--- BEGIN Data ---

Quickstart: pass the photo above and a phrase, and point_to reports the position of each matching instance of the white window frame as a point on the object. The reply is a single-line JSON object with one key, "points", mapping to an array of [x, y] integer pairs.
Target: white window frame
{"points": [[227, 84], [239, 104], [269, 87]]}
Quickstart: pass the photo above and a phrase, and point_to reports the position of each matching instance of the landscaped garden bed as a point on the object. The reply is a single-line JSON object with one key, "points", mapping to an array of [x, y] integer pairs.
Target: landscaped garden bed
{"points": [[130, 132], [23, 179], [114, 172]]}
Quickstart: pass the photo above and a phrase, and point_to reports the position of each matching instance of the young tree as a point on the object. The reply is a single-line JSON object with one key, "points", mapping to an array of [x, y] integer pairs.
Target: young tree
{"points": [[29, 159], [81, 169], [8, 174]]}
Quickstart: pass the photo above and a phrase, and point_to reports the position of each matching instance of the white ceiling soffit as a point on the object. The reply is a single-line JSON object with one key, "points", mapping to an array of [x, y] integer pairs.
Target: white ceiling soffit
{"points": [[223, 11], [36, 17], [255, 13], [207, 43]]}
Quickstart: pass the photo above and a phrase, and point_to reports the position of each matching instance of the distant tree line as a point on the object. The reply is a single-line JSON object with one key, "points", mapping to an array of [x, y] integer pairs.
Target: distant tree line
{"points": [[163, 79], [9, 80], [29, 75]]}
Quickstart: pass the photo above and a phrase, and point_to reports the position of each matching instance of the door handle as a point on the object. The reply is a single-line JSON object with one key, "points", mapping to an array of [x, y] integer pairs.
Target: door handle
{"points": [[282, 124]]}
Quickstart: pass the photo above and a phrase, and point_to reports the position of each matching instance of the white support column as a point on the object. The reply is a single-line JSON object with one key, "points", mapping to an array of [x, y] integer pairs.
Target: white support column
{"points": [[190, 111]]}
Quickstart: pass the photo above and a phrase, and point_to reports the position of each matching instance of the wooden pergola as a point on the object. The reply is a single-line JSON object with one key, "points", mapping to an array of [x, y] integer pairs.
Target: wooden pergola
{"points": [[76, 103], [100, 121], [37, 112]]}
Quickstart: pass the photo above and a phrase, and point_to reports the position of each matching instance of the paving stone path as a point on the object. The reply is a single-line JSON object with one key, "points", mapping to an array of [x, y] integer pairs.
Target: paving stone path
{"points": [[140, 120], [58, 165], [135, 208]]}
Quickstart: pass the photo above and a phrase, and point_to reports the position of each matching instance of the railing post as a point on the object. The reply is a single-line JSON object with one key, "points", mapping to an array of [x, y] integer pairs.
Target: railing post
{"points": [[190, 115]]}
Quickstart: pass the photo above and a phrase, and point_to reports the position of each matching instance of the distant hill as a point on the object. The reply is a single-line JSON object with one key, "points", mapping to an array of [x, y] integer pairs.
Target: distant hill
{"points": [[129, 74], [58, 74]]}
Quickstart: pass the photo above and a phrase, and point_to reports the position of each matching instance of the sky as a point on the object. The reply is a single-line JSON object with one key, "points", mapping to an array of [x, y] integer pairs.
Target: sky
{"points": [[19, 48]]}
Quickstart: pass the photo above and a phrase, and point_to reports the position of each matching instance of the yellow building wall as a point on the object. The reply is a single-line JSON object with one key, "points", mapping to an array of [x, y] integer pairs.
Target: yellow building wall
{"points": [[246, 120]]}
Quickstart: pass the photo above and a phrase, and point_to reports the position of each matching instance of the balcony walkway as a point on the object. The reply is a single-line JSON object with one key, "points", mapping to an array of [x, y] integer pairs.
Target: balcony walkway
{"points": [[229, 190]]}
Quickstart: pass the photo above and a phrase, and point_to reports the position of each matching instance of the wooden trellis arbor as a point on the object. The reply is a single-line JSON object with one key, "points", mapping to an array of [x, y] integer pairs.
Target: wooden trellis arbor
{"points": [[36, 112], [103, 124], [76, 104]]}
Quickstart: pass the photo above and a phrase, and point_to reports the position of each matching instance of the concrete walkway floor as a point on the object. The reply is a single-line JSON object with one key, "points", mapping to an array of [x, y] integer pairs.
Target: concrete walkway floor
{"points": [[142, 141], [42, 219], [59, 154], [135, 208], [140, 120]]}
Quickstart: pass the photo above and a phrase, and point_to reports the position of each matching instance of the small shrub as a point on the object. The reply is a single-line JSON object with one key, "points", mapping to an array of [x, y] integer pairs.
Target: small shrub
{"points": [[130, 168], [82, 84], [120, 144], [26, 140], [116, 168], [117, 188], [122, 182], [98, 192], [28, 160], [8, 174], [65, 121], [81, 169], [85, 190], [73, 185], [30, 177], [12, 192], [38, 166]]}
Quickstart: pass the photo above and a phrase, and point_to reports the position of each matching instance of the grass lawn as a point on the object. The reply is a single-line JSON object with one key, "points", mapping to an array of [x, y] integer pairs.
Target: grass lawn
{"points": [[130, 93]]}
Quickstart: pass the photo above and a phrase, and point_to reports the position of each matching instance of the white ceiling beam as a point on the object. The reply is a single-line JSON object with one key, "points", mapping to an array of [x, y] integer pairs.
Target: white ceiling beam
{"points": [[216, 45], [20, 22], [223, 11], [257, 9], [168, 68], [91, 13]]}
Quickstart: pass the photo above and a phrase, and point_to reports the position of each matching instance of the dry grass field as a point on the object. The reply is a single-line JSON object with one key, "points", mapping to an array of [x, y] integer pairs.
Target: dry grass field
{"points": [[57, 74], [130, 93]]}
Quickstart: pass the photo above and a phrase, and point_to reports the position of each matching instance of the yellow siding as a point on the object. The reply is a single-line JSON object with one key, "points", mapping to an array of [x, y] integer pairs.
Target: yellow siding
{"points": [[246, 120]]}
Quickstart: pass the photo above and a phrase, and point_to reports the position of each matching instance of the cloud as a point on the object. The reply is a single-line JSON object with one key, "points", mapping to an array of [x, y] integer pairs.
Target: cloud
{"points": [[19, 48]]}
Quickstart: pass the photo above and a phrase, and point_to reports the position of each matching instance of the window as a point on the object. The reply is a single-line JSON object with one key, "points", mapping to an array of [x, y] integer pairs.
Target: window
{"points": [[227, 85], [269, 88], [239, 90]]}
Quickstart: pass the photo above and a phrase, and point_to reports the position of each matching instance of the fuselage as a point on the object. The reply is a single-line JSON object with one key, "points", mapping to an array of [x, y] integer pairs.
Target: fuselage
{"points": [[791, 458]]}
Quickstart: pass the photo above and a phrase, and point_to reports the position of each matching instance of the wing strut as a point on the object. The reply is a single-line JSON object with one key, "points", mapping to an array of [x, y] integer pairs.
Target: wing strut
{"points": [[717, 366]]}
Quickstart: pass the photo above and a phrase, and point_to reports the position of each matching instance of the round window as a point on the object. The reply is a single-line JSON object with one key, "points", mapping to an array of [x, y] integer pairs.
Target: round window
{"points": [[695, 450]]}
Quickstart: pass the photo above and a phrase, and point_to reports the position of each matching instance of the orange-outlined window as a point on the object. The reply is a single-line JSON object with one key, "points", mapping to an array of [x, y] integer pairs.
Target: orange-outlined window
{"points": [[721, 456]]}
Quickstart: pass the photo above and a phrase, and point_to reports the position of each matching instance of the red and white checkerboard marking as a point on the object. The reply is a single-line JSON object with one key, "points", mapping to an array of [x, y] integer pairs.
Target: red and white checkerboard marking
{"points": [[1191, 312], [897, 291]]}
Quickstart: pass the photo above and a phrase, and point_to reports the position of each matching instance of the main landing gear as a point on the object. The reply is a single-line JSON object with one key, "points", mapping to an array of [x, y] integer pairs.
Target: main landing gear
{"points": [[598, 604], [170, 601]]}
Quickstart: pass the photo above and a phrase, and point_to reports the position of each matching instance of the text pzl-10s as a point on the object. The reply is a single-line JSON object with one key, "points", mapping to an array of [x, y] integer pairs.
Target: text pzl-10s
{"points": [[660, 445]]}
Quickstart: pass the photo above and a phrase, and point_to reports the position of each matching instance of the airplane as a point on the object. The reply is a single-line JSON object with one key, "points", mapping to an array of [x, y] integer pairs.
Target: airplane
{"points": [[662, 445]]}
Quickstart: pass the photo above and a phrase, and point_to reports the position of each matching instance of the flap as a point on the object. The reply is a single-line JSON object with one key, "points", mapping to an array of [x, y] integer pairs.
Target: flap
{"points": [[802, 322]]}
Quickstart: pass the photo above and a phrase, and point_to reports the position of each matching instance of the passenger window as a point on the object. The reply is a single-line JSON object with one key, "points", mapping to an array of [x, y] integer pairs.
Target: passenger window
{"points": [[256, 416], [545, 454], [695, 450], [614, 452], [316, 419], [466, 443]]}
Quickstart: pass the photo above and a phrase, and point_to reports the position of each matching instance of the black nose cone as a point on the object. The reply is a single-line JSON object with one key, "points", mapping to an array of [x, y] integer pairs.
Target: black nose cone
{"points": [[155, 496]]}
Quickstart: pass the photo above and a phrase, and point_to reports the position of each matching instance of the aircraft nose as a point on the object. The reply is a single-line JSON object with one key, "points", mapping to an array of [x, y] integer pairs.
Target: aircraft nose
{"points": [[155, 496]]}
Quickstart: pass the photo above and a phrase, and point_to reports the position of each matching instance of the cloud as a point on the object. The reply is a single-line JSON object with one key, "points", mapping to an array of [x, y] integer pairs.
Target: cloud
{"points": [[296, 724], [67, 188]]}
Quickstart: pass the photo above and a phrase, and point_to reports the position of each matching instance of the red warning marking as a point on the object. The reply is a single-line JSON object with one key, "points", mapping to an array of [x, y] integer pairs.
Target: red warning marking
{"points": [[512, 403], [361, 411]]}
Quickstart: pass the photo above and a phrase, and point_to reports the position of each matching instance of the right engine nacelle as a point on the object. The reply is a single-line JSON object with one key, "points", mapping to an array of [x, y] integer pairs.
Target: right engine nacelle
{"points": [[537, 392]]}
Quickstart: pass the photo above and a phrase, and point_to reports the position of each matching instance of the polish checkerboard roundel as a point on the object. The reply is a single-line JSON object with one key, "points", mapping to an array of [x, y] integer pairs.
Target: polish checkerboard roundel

--- END Data ---

Written instruction → Copy the rows word for word, starting at the line that contains "the yellow siding" and ending after the line that contains "Target: yellow siding".

Solution to the problem →
Quickstart: pass the photo above and a phrase, and point_to reports the position of each matching instance of the yellow siding as a point on the object. The reply is a single-line JSON object with one key, "points", mapping to an array of [x, y] integer pairs.
Target: yellow siding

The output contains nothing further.